Format every line of the records below as a Markdown table with the columns Row and Line, numbering the rows in order and skipping blank lines. Leave the pictures out of the table.

**EXERCISE INPUT**
--------------------------------------------------

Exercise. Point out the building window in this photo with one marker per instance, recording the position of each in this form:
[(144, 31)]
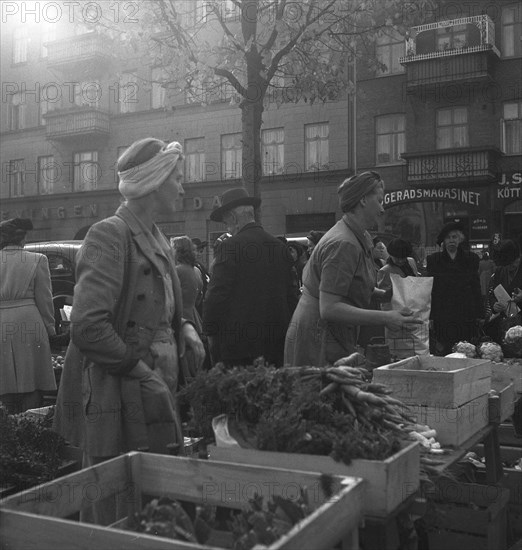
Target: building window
[(119, 153), (16, 177), (47, 174), (452, 128), (48, 35), (128, 92), (159, 78), (451, 38), (16, 112), (20, 43), (195, 159), (512, 30), (512, 128), (389, 47), (316, 146), (273, 151), (231, 152), (85, 171), (390, 138)]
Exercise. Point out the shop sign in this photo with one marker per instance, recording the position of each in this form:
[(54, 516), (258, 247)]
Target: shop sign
[(435, 194), (509, 186), (91, 210), (479, 228)]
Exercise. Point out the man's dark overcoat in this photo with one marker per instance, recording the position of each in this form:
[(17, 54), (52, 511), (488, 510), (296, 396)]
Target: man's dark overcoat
[(456, 299), (249, 298)]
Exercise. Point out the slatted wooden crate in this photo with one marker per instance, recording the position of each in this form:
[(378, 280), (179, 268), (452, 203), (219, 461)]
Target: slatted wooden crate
[(35, 519), (387, 482), (445, 382)]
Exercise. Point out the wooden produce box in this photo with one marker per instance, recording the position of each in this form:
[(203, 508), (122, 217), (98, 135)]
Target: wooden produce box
[(454, 425), (436, 381), (387, 483), (35, 520), (468, 516), (511, 370)]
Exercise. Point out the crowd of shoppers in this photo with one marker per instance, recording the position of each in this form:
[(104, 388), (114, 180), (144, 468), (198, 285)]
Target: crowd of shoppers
[(148, 314)]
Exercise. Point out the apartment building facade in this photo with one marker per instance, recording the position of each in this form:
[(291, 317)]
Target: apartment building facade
[(440, 118)]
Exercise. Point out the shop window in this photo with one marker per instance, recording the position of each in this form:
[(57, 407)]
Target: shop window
[(195, 159), (316, 146), (273, 151), (512, 128), (231, 153), (159, 78), (452, 128), (119, 152), (20, 44), (389, 48), (16, 176), (128, 92), (47, 174), (86, 170), (390, 138), (16, 112), (512, 30), (48, 35)]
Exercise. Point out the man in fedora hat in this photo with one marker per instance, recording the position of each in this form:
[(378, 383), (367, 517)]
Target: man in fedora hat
[(249, 298)]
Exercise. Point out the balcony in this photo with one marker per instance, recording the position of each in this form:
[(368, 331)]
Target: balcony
[(77, 122), (455, 51), (79, 52), (470, 166)]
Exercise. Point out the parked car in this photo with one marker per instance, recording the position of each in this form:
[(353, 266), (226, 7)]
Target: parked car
[(61, 256)]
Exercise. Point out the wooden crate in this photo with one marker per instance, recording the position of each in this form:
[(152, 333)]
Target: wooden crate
[(436, 381), (510, 370), (454, 425), (35, 520), (387, 483), (468, 516)]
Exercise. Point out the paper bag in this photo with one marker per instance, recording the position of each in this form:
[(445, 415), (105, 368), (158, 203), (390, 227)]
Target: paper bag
[(413, 293)]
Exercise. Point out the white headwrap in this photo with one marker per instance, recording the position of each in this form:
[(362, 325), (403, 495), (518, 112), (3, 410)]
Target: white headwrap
[(143, 179)]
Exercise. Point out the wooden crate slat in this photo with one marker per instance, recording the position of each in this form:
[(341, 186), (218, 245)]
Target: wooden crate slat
[(453, 383), (32, 532), (223, 483), (387, 483), (67, 495)]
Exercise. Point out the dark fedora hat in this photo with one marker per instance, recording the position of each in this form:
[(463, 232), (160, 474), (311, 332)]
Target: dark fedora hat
[(448, 228), (230, 199)]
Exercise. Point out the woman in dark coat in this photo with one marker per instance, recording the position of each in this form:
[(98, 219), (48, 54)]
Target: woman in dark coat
[(456, 300)]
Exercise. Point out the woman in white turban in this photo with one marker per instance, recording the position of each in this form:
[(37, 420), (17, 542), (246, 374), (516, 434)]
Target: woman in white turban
[(120, 377), (339, 281)]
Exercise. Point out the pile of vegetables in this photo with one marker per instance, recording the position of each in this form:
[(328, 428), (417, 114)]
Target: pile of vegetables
[(30, 452), (332, 411), (257, 524)]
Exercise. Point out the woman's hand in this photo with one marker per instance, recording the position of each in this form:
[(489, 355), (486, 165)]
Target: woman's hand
[(499, 307), (190, 338), (401, 320)]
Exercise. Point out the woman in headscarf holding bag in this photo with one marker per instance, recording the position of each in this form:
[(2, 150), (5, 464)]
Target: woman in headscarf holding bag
[(339, 281), (27, 320), (117, 391)]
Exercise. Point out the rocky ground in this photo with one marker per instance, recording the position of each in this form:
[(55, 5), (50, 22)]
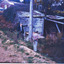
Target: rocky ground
[(18, 53)]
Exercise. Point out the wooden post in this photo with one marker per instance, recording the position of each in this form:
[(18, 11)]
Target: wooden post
[(31, 21)]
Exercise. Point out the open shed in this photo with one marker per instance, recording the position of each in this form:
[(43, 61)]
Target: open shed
[(38, 20)]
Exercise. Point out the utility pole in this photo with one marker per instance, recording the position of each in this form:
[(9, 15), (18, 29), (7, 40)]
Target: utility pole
[(31, 21)]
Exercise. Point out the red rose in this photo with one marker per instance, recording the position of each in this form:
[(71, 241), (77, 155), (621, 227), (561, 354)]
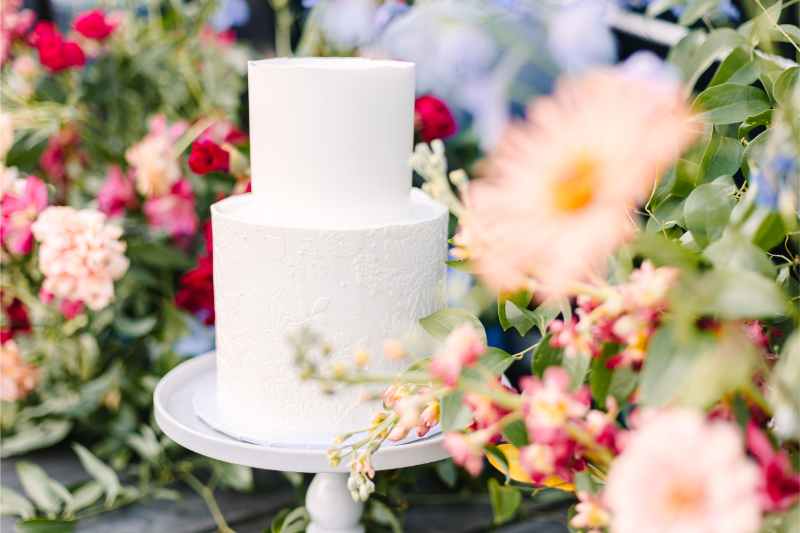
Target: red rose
[(16, 320), (432, 118), (55, 53), (94, 24), (207, 156), (197, 291)]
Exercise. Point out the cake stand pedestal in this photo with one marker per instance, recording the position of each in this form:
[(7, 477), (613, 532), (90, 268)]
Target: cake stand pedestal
[(329, 504)]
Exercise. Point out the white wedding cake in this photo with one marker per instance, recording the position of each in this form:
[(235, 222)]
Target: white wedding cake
[(332, 238)]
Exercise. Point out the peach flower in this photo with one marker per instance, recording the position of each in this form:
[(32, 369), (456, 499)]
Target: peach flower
[(17, 379), (154, 157), (558, 190), (80, 255), (680, 473)]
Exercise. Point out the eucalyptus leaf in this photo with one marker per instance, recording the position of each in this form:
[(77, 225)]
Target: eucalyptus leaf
[(15, 504), (36, 484), (505, 501), (442, 322), (722, 157), (100, 471), (728, 103), (41, 525), (736, 68), (523, 320), (519, 299), (707, 210)]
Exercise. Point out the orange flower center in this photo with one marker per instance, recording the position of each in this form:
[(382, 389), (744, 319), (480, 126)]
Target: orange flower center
[(683, 496), (576, 187)]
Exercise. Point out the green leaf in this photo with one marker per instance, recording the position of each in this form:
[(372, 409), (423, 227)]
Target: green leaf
[(15, 504), (524, 320), (505, 501), (519, 299), (441, 323), (135, 327), (41, 525), (237, 477), (84, 496), (695, 10), (762, 119), (787, 91), (722, 157), (733, 252), (668, 364), (736, 68), (728, 103), (707, 210), (545, 355), (42, 435), (465, 265), (160, 256), (664, 252), (516, 434), (103, 473), (37, 486), (447, 472), (576, 367)]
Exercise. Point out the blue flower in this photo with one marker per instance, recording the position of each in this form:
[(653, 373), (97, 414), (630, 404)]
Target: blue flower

--------------------------------------------------

**RESULT OF THE EXERCISE**
| Row | Line |
|---|---|
| 1 | Exercise. Point out the building window in this photo with one marker per instance, recording the position of each in this form: |
| 2 | [(144, 31)] |
| 3 | Target: building window |
| 4 | [(119, 153), (16, 177), (47, 174), (452, 128), (48, 35), (128, 92), (159, 78), (451, 38), (16, 112), (20, 43), (195, 159), (512, 30), (512, 128), (389, 47), (316, 146), (273, 151), (231, 152), (85, 171), (390, 138)] |
| 5 | Exercise. Point out the shop sign in this photo with one marker per instance, recording the position of each in this form: |
| 6 | [(54, 516), (258, 247)] |
| 7 | Target: shop sign |
| 8 | [(435, 194), (509, 186), (91, 210), (479, 228)] |
| 9 | Exercise. Point out the man's dark overcoat in this photo with one marker per instance, recording the position of each in this form: |
| 10 | [(17, 54), (52, 511), (488, 510), (296, 396)] |
| 11 | Target: man's dark overcoat |
| 12 | [(456, 299), (249, 298)] |
| 13 | Exercise. Point out the slatted wooden crate in this photo with one marker per instance, recording the position of each in this form: |
| 14 | [(378, 280), (179, 268), (452, 203), (219, 461)] |
| 15 | Target: slatted wooden crate |
| 16 | [(35, 519), (387, 482), (445, 382)] |
| 17 | Exercise. Point out the wooden produce box in this photo with one marker per instance, recording the position of each in this form: |
| 18 | [(203, 508), (122, 217), (98, 135)] |
| 19 | Target: wooden produce box |
| 20 | [(454, 425), (436, 381), (387, 483), (35, 520), (468, 516), (511, 370)] |
| 21 | Exercise. Point out the crowd of shoppers in this photo with one marker per instance, recording the position of each in this form: |
| 22 | [(104, 388), (114, 180), (144, 468), (198, 285)] |
| 23 | Target: crowd of shoppers |
| 24 | [(148, 314)] |
| 25 | Exercise. Point out the apartment building facade in this photo with one marker per instance, recording the position of each in this form: |
| 26 | [(291, 317)] |
| 27 | Target: apartment building facade |
| 28 | [(440, 118)] |
| 29 | Exercise. Point out the shop window in this photo with one marker per instance, recording the position of each in this form: |
| 30 | [(57, 407)] |
| 31 | Target: shop window |
| 32 | [(195, 159), (316, 146), (273, 151), (512, 128), (231, 153), (159, 78), (452, 128), (119, 152), (20, 44), (389, 48), (16, 176), (128, 92), (47, 174), (86, 170), (390, 138), (16, 112), (512, 30), (48, 35)] |
| 33 | Exercise. Point out the man in fedora hat in this photo with one marker per instance, recording the position of each in this form: |
| 34 | [(378, 383), (367, 517)] |
| 35 | Target: man in fedora hat |
| 36 | [(249, 298)] |
| 37 | Exercise. Point out the balcony in this photo with one marker per instance, recording the position of each in this form: |
| 38 | [(368, 331)] |
| 39 | Target: balcony |
| 40 | [(77, 122), (455, 51), (79, 52), (470, 166)] |
| 41 | Exercise. Point out the parked car in this photo with one marker per instance, recording the position of each in this form: |
| 42 | [(353, 266), (226, 7)] |
| 43 | Target: parked car |
| 44 | [(61, 256)] |
| 45 | Exercise. Point out the wooden crate in this photo with one marker per instance, recording the position of each in this form: |
| 46 | [(152, 333)] |
| 47 | Target: wooden crate |
| 48 | [(436, 381), (510, 370), (454, 425), (35, 520), (387, 483), (468, 516)] |
| 49 | Exercise. Point out the paper bag in this photo with one marker per instance, recording the position of each in this form: |
| 50 | [(445, 415), (105, 368), (158, 203), (390, 227)] |
| 51 | Target: paper bag |
| 52 | [(413, 293)] |
| 53 | Exercise. Point out the white headwrap in this photo with one marker per instance, recording the position of each in this form: |
| 54 | [(362, 325), (403, 495), (518, 112), (3, 410)] |
| 55 | Target: white headwrap |
| 56 | [(143, 179)] |
| 57 | Exercise. Point out the wooden crate slat in this photo with one marker per instance, recording the position of each in this form: |
| 58 | [(341, 186), (218, 245)] |
| 59 | Target: wooden crate slat |
| 60 | [(453, 383), (32, 532), (223, 483), (387, 483), (67, 495)] |
| 61 | Exercise. Point out the dark fedora hat in this photo with one marker per instance, recording the position of each in this form: |
| 62 | [(463, 232), (160, 474), (311, 332)] |
| 63 | Target: dark fedora hat |
| 64 | [(448, 228), (230, 199)] |
| 65 | Exercise. Point out the woman in dark coat in this photo with one marker per instance, recording the position of each in this form: |
| 66 | [(98, 219), (48, 54)] |
| 67 | Target: woman in dark coat |
| 68 | [(456, 300)] |
| 69 | Exercise. Point out the woman in white turban in this photo with one marker per instance, recording the position of each in this form: |
| 70 | [(37, 420), (17, 542), (246, 374), (516, 434)] |
| 71 | Target: woman in white turban |
| 72 | [(120, 377), (339, 281)] |
| 73 | Exercise. Point out the pile of vegetables in this photo with one marker per instance, recording the position of each in this form: |
| 74 | [(328, 428), (417, 114)] |
| 75 | Target: pile of vegetables |
| 76 | [(30, 452), (332, 411), (257, 524)] |
| 77 | Exercise. Point out the woman's hand in this photo with one marker per instance, recording the position of each in this form: |
| 78 | [(489, 355), (486, 165)] |
| 79 | Target: woman's hand |
| 80 | [(499, 307), (190, 338), (401, 320)] |
| 81 | Exercise. Point out the woman in headscarf holding bag in this photo with one marker per instance, recording the position of each in this form: |
| 82 | [(2, 150), (5, 464)] |
| 83 | Target: woman in headscarf holding bag |
| 84 | [(339, 281), (27, 320), (117, 391)] |
| 85 | Exercise. Point out the rocky ground in this photo with one marker per instance, recording the position of each in this form: |
| 86 | [(55, 5), (50, 22)] |
| 87 | Target: rocky ground |
| 88 | [(18, 53)] |
| 89 | Exercise. Point out the wooden post in this photo with one marker per instance, recording the position of each in this form: |
| 90 | [(18, 11)] |
| 91 | Target: wooden post |
| 92 | [(31, 21)] |
| 93 | Exercise. Point out the open shed in this photo with one marker per instance, recording the position of each in this form: |
| 94 | [(43, 61)] |
| 95 | Target: open shed |
| 96 | [(38, 20)] |
| 97 | Exercise. Point out the utility pole in this photo with one marker per instance, recording the position of each in this form: |
| 98 | [(9, 15), (18, 29), (7, 40)] |
| 99 | Target: utility pole |
| 100 | [(31, 21)] |
| 101 | Exercise. Point out the red rose in this photo with one marker per instance, recording the position of each in this form: |
| 102 | [(71, 241), (77, 155), (621, 227), (561, 354)] |
| 103 | Target: red rose |
| 104 | [(16, 320), (432, 118), (55, 53), (94, 24), (207, 156), (197, 291)] |
| 105 | Exercise. Point out the cake stand pedestal in this photo with one marker per instance, recording the position of each in this form: |
| 106 | [(7, 477), (613, 532), (90, 268)] |
| 107 | Target: cake stand pedestal |
| 108 | [(329, 504)] |
| 109 | Exercise. Point out the white wedding cake in this photo with one marker per instance, recording the position of each in this form: |
| 110 | [(235, 222)] |
| 111 | Target: white wedding cake |
| 112 | [(332, 238)] |
| 113 | Exercise. Point out the peach flower in this photo with one marker per instance, recording the position of each in this form: |
| 114 | [(32, 369), (456, 499)] |
| 115 | Target: peach flower |
| 116 | [(17, 379), (154, 157), (558, 190), (80, 255), (680, 473)] |
| 117 | Exercise. Point out the eucalyptus leaf in this photo with one marker per instance, recording the position of each in this form: |
| 118 | [(77, 225)] |
| 119 | Target: eucalyptus leaf |
| 120 | [(15, 504), (36, 484), (505, 501), (442, 322), (722, 157), (100, 471), (728, 103), (41, 525), (736, 68), (523, 320), (519, 299), (707, 210)] |
| 121 | Exercise. Point out the orange flower center in this photo with one marker per instance, recording the position of each in this form: |
| 122 | [(382, 389), (744, 319), (480, 126)] |
| 123 | Target: orange flower center |
| 124 | [(683, 496), (576, 187)] |
| 125 | Exercise. Point out the green leaf in this photo with one marker per instance, recording the position of each in this form: |
| 126 | [(372, 409), (423, 227)] |
| 127 | Target: green leaf |
| 128 | [(15, 504), (524, 320), (505, 501), (519, 299), (441, 323), (135, 327), (41, 525), (237, 477), (84, 496), (695, 10), (762, 119), (787, 91), (722, 157), (733, 252), (668, 364), (736, 68), (728, 103), (707, 210), (545, 355), (42, 435), (465, 265), (160, 256), (664, 252), (516, 434), (103, 473), (37, 486), (447, 472), (576, 367)] |
| 129 | Exercise. Point out the blue flower in this photo with one marker per instance, recording the position of each in this form: |
| 130 | [(653, 373), (97, 414), (630, 404)] |
| 131 | Target: blue flower |